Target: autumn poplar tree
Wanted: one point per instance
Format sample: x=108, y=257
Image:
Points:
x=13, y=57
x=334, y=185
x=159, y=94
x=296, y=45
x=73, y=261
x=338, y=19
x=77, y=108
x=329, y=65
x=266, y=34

*Task objective*.
Print the material once more. Change nothing.

*Solution for this task*.
Target: autumn poplar tree
Wanted: one point per instance
Format sample: x=108, y=257
Image:
Points:
x=13, y=57
x=334, y=185
x=159, y=94
x=296, y=45
x=73, y=261
x=338, y=19
x=77, y=108
x=329, y=65
x=266, y=34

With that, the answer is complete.